Goal of the exercise: Copy the lines of the material below word for word, from the line containing "Practice step: put a point on each instance of the sky" through the last line of the material, and leave the pictures out of your copy.

(Records of labeled points)
┄┄┄┄┄┄┄┄┄┄┄┄┄┄┄┄┄┄┄┄

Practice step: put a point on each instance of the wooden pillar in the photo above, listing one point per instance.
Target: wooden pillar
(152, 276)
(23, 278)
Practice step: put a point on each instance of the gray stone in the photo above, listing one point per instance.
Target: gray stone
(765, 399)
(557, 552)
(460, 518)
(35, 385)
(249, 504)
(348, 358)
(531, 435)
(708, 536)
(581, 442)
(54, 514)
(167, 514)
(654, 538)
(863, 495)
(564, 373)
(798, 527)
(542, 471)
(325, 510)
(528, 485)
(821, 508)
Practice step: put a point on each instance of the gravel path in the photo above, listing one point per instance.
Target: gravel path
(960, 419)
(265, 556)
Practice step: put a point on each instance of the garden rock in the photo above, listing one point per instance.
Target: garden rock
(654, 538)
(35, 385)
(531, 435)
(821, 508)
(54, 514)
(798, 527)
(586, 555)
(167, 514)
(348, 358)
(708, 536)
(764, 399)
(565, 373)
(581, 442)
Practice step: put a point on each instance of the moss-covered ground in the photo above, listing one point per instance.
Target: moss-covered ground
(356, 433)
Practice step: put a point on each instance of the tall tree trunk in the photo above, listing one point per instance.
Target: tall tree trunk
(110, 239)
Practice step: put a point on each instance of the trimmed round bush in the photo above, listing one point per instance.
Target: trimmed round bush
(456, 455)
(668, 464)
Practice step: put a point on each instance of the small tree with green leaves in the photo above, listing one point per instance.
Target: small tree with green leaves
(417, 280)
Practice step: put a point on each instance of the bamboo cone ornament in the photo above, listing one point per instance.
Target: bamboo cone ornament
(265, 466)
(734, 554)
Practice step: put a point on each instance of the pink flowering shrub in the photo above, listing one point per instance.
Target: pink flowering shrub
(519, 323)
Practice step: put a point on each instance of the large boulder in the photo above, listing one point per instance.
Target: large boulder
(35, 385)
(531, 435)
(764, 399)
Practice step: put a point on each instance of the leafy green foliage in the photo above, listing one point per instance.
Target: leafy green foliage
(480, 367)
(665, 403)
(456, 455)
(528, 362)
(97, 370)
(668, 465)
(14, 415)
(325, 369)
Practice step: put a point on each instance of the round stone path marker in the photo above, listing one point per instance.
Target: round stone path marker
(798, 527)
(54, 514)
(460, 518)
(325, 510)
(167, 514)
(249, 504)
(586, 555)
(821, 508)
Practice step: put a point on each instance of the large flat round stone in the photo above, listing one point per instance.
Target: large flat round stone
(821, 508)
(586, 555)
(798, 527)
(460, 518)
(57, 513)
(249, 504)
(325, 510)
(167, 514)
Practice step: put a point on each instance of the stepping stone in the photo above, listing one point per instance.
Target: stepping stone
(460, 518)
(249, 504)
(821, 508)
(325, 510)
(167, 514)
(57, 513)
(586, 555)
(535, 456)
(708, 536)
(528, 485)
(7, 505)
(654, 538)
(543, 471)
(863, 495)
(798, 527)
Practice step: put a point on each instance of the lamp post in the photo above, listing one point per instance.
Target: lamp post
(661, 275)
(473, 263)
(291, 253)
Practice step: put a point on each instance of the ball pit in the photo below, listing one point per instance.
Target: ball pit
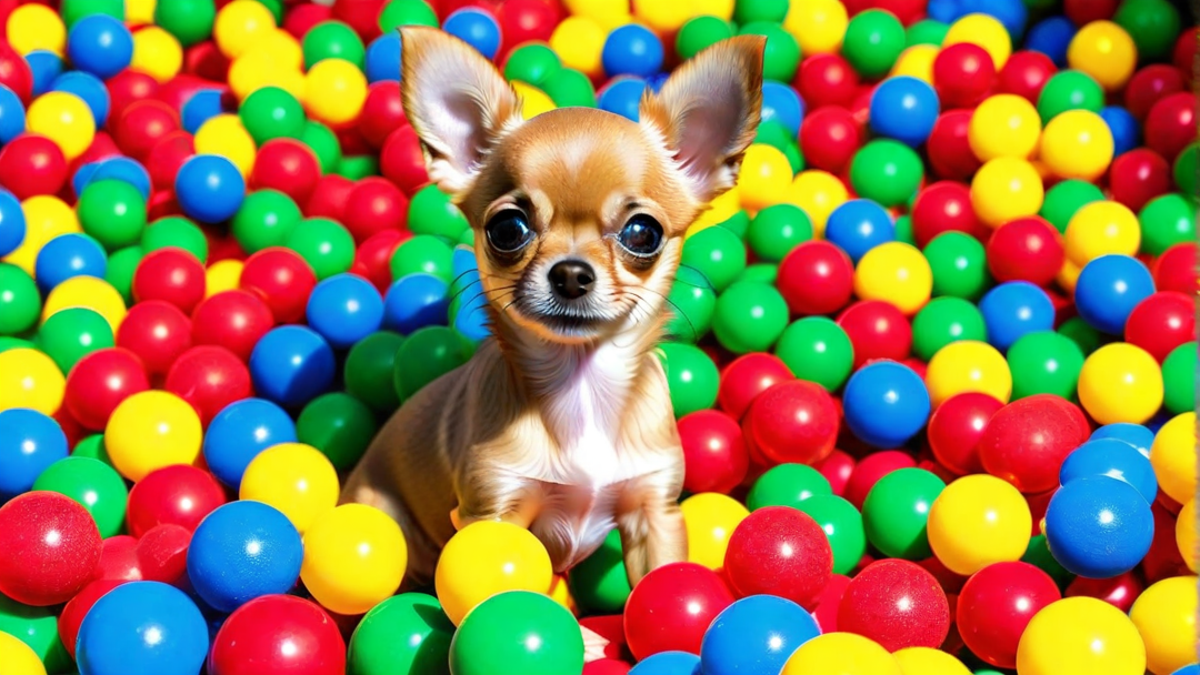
(933, 359)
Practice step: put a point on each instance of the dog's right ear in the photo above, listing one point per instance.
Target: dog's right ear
(457, 102)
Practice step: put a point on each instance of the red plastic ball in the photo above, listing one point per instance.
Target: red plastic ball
(277, 634)
(33, 165)
(209, 377)
(898, 604)
(779, 551)
(745, 378)
(179, 494)
(1027, 249)
(282, 279)
(955, 429)
(1026, 441)
(877, 330)
(816, 278)
(671, 608)
(963, 75)
(1162, 322)
(715, 458)
(996, 604)
(49, 547)
(173, 275)
(793, 422)
(157, 332)
(233, 320)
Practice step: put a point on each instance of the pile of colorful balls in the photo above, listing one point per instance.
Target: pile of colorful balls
(933, 359)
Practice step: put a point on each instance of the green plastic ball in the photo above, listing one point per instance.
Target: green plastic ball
(405, 634)
(750, 317)
(886, 171)
(897, 511)
(959, 263)
(691, 377)
(94, 484)
(787, 484)
(817, 350)
(943, 321)
(777, 230)
(113, 213)
(873, 42)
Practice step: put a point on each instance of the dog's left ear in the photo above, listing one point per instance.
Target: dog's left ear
(707, 112)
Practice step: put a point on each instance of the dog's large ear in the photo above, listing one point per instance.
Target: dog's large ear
(456, 101)
(707, 113)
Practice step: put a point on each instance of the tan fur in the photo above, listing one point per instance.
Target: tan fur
(568, 432)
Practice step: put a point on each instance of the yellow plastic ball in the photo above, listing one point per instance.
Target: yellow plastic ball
(151, 430)
(985, 31)
(225, 135)
(30, 380)
(969, 365)
(89, 292)
(1005, 125)
(1077, 144)
(819, 192)
(34, 27)
(1174, 457)
(1080, 634)
(1165, 615)
(929, 661)
(334, 91)
(1006, 189)
(978, 520)
(63, 118)
(295, 478)
(711, 518)
(765, 177)
(1104, 51)
(841, 653)
(17, 657)
(1101, 228)
(354, 557)
(157, 53)
(1121, 382)
(895, 273)
(240, 25)
(817, 25)
(489, 557)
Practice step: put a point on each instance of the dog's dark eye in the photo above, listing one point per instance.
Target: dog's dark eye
(642, 236)
(508, 232)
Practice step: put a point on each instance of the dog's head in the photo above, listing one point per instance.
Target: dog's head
(580, 214)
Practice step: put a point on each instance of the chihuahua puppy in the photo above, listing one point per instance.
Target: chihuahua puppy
(562, 422)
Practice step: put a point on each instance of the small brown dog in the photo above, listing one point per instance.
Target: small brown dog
(562, 423)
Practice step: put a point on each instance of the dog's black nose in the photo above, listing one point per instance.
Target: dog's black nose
(571, 279)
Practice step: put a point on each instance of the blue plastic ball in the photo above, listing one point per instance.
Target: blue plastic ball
(475, 28)
(859, 225)
(240, 431)
(886, 404)
(209, 187)
(345, 309)
(904, 108)
(292, 365)
(244, 550)
(1115, 459)
(631, 49)
(1098, 526)
(413, 302)
(1109, 288)
(29, 442)
(143, 628)
(1013, 310)
(67, 256)
(755, 634)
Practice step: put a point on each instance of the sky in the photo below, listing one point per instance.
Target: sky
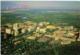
(72, 5)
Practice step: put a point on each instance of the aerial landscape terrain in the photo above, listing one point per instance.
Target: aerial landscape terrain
(40, 28)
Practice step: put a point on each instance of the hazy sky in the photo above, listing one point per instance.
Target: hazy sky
(41, 5)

┄┄┄┄┄┄┄┄┄┄┄┄┄┄┄┄┄┄┄┄

Result below:
Practice step: put a point on each instance of the sky in the photo below, listing one point per instance.
Target: sky
(72, 5)
Practice step: put a point on each instance of the aerial landscape terrain in the photo above, listing one point per instance.
Target: aerial landscape terrain
(40, 28)
Practice step: put a point on each instance of the hazy sky in the photo above, listing one point per instance.
Target: hazy sky
(41, 5)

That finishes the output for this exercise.